> _Directive_: All the records that follow need to be reproduced exactly. Omit the images.

━━ Provided entries

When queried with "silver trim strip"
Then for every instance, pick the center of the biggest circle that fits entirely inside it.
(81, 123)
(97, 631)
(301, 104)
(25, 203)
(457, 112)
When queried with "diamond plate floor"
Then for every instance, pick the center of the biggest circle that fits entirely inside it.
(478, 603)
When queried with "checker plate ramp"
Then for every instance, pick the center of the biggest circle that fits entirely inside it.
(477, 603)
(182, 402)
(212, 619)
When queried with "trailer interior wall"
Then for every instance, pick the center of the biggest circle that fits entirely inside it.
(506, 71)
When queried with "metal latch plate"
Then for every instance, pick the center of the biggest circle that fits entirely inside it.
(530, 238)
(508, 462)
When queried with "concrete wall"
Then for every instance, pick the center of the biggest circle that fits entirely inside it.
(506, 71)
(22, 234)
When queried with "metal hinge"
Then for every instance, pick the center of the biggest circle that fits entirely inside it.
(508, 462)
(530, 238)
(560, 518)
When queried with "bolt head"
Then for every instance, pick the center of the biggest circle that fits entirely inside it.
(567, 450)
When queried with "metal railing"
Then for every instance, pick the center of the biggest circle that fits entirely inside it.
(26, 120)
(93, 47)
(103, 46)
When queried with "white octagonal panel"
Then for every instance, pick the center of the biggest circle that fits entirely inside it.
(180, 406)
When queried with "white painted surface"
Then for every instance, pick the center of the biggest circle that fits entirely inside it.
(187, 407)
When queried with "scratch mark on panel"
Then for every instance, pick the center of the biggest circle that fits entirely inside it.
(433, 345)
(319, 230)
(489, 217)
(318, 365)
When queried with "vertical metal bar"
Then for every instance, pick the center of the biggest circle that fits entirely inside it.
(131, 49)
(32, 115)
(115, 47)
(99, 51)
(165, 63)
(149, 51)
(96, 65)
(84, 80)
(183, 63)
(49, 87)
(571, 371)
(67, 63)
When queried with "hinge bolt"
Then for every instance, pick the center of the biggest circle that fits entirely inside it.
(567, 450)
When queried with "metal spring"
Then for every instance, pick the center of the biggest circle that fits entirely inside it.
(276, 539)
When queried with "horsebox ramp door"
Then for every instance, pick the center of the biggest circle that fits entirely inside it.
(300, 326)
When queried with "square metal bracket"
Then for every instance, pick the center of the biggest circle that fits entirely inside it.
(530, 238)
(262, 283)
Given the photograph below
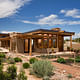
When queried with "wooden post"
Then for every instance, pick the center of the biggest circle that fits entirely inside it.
(30, 51)
(70, 41)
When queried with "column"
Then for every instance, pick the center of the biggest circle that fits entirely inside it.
(57, 42)
(30, 51)
(71, 41)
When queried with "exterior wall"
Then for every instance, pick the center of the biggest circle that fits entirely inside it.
(20, 45)
(60, 43)
(5, 43)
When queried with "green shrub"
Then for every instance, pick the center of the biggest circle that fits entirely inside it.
(0, 62)
(32, 60)
(68, 48)
(42, 68)
(26, 65)
(17, 59)
(72, 49)
(11, 61)
(61, 60)
(2, 55)
(69, 75)
(12, 72)
(22, 76)
(70, 60)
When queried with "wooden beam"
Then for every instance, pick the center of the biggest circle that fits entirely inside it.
(30, 51)
(70, 41)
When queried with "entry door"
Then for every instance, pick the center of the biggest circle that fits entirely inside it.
(26, 42)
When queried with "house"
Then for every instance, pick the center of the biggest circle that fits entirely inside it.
(35, 41)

━━━━

> _Exercise solution_:
When queried with "silver trim strip"
Then for every instance, pick the center of the biggest circle that fits entirely inside it.
(81, 123)
(97, 631)
(301, 104)
(25, 203)
(457, 112)
When queried with "diamond plate floor"
Then for every instance, pick the center of the biggest circle that fits entirely inside it.
(478, 603)
When queried with "checker plate ramp"
Then for every instance, pick the center of the biggest circle that fits entirely inside it.
(477, 603)
(182, 402)
(212, 619)
When queried with "trailer interior wall"
Then for every instance, pick the center of the biggest circle that fits entirely inside it.
(506, 71)
When queried with "metal latch plate"
Then for every instance, pick the center of the biggest circle that fits entirely inside it.
(530, 238)
(508, 462)
When queried with "concrete wall"
Then for every instance, pick the center of the biggest circle that fits entirely inside it.
(506, 71)
(22, 234)
When queried with "metal hinge"
Then for every instance, pick the center of the biggest circle that fits entirely inside it.
(508, 462)
(530, 238)
(560, 518)
When queried with "bolt head"
Then for every instance, pick the center of the biggest circle that fits entirely inside it.
(567, 450)
When queried with "metal railing"
Then for every instance, pick the center of the biggest circle that fits entirely inside it.
(26, 120)
(93, 47)
(103, 46)
When queried with "white octagonal panel"
Then for every instance, pick the center of the biggest circle that fits entirely inside it.
(180, 406)
When queried with "white painted surface"
Then for every instance, pick the center of the biggest circle that fits entirely inside it.
(187, 407)
When queried with "scratch mark on panel"
Then for every instance, pick the center of the biggest circle that fits entirely inside it.
(433, 345)
(319, 230)
(489, 217)
(318, 365)
When queried with "vertical metal bar"
Then for every instance, pick the center of the biggest circle that fits entirely inside it.
(131, 49)
(32, 115)
(115, 47)
(99, 51)
(165, 63)
(149, 51)
(96, 65)
(84, 80)
(183, 63)
(49, 87)
(571, 371)
(67, 63)
When queried with "hinge bolt"
Then for every instance, pick the center of the biggest circle that fits entirely inside it.
(567, 450)
When queried with "metal spring"
Then for every instance, pick the center of the biggest circle that fits entirely inside it.
(276, 539)
When queried with "horsebox ramp door"
Then for every instance, pick the center of the biggest circle that fits entirely inside it.
(300, 326)
When queried with "square metal bracket"
Then for every instance, pick the center of the biggest circle that fits entirely inside it.
(530, 238)
(262, 283)
Given the photograph below
When queried with "wooden post"
Then for every instance, pick the center of the biggest circle that fits entirely inside it.
(30, 51)
(70, 41)
When queried with "column"
Then for every instance, pick the center of the biggest circle that fits entirely inside it.
(57, 42)
(30, 51)
(71, 41)
When queried with "exterior wall"
Then for every instance, pick the center of the biggest circle that fits entirely inside it.
(20, 45)
(60, 43)
(5, 43)
When queried with "green shrub"
Then for every instance, pick the center of the biggest circle that fits entirely inside it.
(0, 62)
(32, 60)
(68, 48)
(42, 68)
(26, 65)
(17, 59)
(72, 49)
(11, 61)
(61, 60)
(2, 55)
(69, 75)
(12, 72)
(22, 76)
(70, 60)
When queried with "wooden beam"
Then for every instance, pick the center of the biggest circle that fits entirely inside it.
(30, 51)
(70, 41)
When queried with "entry door"
Then for every instance, pick the center of the biggest circle that fits entirely inside it.
(26, 42)
When queried with "house"
Then for every instance, pick the center of the biggest circle that fits entirely inside it.
(35, 41)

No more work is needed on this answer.